_Records from a data source_
::::::

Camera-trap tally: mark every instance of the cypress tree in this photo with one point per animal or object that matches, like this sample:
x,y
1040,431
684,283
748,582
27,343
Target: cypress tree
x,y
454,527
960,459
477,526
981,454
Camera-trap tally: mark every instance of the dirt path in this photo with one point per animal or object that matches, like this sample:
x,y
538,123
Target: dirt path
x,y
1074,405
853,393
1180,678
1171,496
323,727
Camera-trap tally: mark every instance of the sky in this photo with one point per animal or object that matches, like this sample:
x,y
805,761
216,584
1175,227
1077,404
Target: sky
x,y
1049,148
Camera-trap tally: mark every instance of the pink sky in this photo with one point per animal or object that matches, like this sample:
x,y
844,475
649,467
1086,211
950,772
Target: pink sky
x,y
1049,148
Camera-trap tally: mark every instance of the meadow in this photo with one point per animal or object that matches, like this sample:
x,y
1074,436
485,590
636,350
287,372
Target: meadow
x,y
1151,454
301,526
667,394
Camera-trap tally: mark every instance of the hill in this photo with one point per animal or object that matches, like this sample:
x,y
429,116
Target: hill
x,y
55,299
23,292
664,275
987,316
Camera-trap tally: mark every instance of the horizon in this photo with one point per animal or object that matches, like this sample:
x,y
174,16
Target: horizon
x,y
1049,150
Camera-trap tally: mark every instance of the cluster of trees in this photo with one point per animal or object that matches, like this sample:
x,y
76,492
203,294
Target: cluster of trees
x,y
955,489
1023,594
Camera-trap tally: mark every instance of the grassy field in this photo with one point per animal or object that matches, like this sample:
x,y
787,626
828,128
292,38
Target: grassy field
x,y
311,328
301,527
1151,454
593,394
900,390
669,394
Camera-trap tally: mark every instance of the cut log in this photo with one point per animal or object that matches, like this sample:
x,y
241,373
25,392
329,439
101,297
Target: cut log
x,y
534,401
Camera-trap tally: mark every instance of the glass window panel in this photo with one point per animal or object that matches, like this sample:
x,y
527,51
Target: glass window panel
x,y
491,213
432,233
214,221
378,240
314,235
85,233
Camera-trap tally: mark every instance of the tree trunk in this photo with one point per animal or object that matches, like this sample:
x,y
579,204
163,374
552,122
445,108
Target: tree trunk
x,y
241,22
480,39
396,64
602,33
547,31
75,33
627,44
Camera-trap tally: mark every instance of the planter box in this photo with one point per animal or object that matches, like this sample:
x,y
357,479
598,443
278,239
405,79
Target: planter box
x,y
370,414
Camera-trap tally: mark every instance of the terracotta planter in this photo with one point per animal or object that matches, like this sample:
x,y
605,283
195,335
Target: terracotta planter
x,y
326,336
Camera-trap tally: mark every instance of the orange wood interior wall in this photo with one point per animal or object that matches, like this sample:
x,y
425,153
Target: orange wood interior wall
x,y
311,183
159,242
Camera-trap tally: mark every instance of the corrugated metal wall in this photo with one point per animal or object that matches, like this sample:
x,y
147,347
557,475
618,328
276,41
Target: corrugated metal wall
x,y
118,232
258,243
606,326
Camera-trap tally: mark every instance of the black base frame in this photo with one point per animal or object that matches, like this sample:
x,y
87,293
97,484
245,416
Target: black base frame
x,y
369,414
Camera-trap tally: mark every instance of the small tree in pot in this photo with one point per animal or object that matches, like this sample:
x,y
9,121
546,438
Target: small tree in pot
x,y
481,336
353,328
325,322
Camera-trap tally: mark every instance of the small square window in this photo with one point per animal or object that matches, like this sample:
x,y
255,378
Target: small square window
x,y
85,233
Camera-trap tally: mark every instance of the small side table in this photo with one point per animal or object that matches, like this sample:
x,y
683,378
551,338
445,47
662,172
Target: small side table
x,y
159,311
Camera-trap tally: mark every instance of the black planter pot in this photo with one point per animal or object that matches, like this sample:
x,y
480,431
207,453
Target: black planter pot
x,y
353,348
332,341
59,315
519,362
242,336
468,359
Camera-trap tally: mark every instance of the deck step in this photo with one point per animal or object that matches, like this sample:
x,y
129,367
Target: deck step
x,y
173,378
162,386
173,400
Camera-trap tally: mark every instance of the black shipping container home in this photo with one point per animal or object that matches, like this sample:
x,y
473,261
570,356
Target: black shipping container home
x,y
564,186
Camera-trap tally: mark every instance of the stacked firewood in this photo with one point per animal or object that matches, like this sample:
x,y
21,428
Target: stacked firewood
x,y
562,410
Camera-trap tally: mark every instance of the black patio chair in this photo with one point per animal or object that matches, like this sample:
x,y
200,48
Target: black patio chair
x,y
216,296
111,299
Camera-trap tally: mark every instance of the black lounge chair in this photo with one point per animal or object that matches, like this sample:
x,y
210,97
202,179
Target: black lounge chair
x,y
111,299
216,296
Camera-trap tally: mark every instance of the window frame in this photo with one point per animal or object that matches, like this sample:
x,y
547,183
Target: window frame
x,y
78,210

::::::

_To do_
Can you give every line of the listing above as a numbered list, leaving out any blank lines?

_Output of the task_
1. Camera-trap tally: mark every instance of the cypress tree in this photo with one point per animal or object that matches, like this sample:
2. x,y
3. 1040,431
4. 684,283
5. 748,582
6. 27,343
7. Target: cypress tree
8. x,y
9. 454,527
10. 960,459
11. 477,526
12. 981,454
13. Camera-trap tally: mark every instance of the dirt path in this photo with one point per animal or object that matches, like this sample:
14. x,y
15. 538,123
16. Target: dirt path
17. x,y
18. 1074,405
19. 853,393
20. 1180,678
21. 1171,496
22. 323,727
23. Camera-trap tally: mark every instance of the sky in this photo with one point per animal or object that matches, like this sample:
24. x,y
25. 805,761
26. 216,584
27. 1175,227
28. 1077,404
29. Target: sky
30. x,y
31. 1049,148
32. Camera-trap tally: mark every instance of the pink sky in this photo with one point per animal or object that matches, like this sample:
33. x,y
34. 844,475
35. 649,467
36. 1086,211
37. 950,772
38. Target: pink sky
39. x,y
40. 1049,148
41. Camera-trap tally: mark every instance of the meadow in this photo with one point per animal or object that matches, like this sample:
42. x,y
43. 1074,436
44. 485,590
45. 636,350
46. 287,372
47. Target: meadow
48. x,y
49. 1151,454
50. 301,526
51. 667,394
52. Camera-trap tally: mark every instance of the hill in this photo with one point per animal or object that matches, like this sample:
53. x,y
54. 429,116
55. Target: hill
56. x,y
57. 55,299
58. 23,292
59. 664,275
60. 987,316
61. Camera-trap tally: mark every instance of the horizon in this photo with one point per animal or object that matches, like this sample:
62. x,y
63. 174,16
64. Target: horizon
65. x,y
66. 1049,150
67. Camera-trap tally: mark every instance of the cluster of trees in this photo with one point per animal or object that matches, like this sample:
68. x,y
69. 76,492
70. 203,294
71. Target: cluster of trees
72. x,y
73. 955,489
74. 1023,594
75. Camera-trap tally: mark every instance of the grassy field in this photo with one point per animal or object that matches, like this sample:
76. x,y
77. 787,626
78. 828,128
79. 292,38
80. Target: grassy field
81. x,y
82. 311,328
83. 301,527
84. 1151,454
85. 593,394
86. 900,390
87. 669,394
88. Camera-trap tally: mark every instance of the cut log in this photo with one point per animal or object that matches, like this sample:
89. x,y
90. 241,373
91. 25,392
92. 329,439
93. 101,297
94. Target: cut log
95. x,y
96. 534,401
97. Camera-trap tally: mark every instance of the glass window panel in this photo with one point per animal or object that matches, like this sample:
98. x,y
99. 527,51
100. Target: glass window panel
101. x,y
102. 491,213
103. 432,233
104. 214,221
105. 378,240
106. 314,235
107. 85,233
108. Camera-trap tally: mark every instance of the tree trunk in this photo with one point per animal or object that matches, like this sample:
109. x,y
110. 579,204
111. 163,374
112. 552,122
113. 445,108
114. Target: tree trunk
115. x,y
116. 241,22
117. 480,39
118. 396,64
119. 602,33
120. 547,31
121. 75,33
122. 627,44
123. Camera-trap tally: mark every instance of the planter box in this photo with one point per animal or object that matches, like this sample:
124. x,y
125. 357,479
126. 598,443
127. 278,239
128. 405,79
129. Target: planter box
130. x,y
131. 370,414
132. Camera-trap tally: mark every instance of the terracotta planter in this photo with one point per animal or object that matches, like this sample:
133. x,y
134. 605,283
135. 195,335
136. Target: terracotta planter
137. x,y
138. 326,336
139. Camera-trap tally: mark every instance of the orange wood interior wall in this photo with one point per animal or object that matches, like this sample:
140. x,y
141. 425,153
142. Target: orange wood interior wall
143. x,y
144. 311,183
145. 159,242
146. Camera-trap tally: mark every instance of the corrugated metal wall in this photo with one point per animal or object that matches, like this sample:
147. x,y
148. 147,347
149. 557,475
150. 618,328
151. 276,41
152. Target: corrugated metal wall
153. x,y
154. 118,232
155. 258,243
156. 606,326
157. Camera-trap tally: mark every instance of the black base frame in this photo with one point per animal or object that matches, like this sample:
158. x,y
159. 87,293
160. 97,484
161. 245,416
162. Target: black base frame
163. x,y
164. 369,414
165. Camera-trap tally: mark every instance of the small tree in pot in this photo with one point per animal or object that matches, like this sample:
166. x,y
167. 9,121
168. 546,438
169. Target: small tree in pot
170. x,y
171. 481,336
172. 353,328
173. 325,322
174. Camera-trap tally: mark every instance of the small square window in this photo with one point per animal or object that matches, like this sample:
175. x,y
176. 255,378
177. Target: small square window
178. x,y
179. 85,233
180. Camera-trap tally: mark every instance of the small side table in this photo with one point per animal or object that matches, like this sample:
181. x,y
182. 683,378
183. 551,338
184. 445,47
185. 662,172
186. Target: small side table
187. x,y
188. 159,311
189. Camera-trap tally: mark every instance of the black planter pot in this photo with one point per animal or object that matches, like this sample:
190. x,y
191. 480,431
192. 207,453
193. Target: black planter pot
194. x,y
195. 353,348
196. 332,341
197. 59,315
198. 519,362
199. 242,336
200. 468,359
201. Camera-trap tally: mark every instance of the deck step in this photo with one point per animal or object that matches, like this sample:
202. x,y
203. 129,367
204. Target: deck step
205. x,y
206. 173,378
207. 162,386
208. 173,400
209. Camera-trap tally: mark every instance of the black shipping container home in this photo with one point per animal or object that matches, like this sample:
210. x,y
211. 473,261
212. 570,356
213. Target: black shipping container home
214. x,y
215. 564,186
216. Camera-trap tally: mark every instance of the stacked firewood in this photo with one point per animal or object that matches, like this sample:
217. x,y
218. 21,428
219. Target: stacked firewood
220. x,y
221. 562,410
222. Camera-trap tally: mark every instance of the black patio chair in this photo with one point per animal or object that matches, like this sample:
223. x,y
224. 200,48
225. Target: black patio chair
226. x,y
227. 216,296
228. 111,299
229. Camera-trap tally: mark every instance of the black lounge chair in this photo with one point per animal or object that matches, like this sample:
230. x,y
231. 210,97
232. 202,179
233. Target: black lounge chair
234. x,y
235. 111,299
236. 216,296
237. Camera-trap tally: mark every instance of the window frame in this photo with one point per animal or object that matches, like this sample:
238. x,y
239. 547,183
240. Target: window frame
241. x,y
242. 78,210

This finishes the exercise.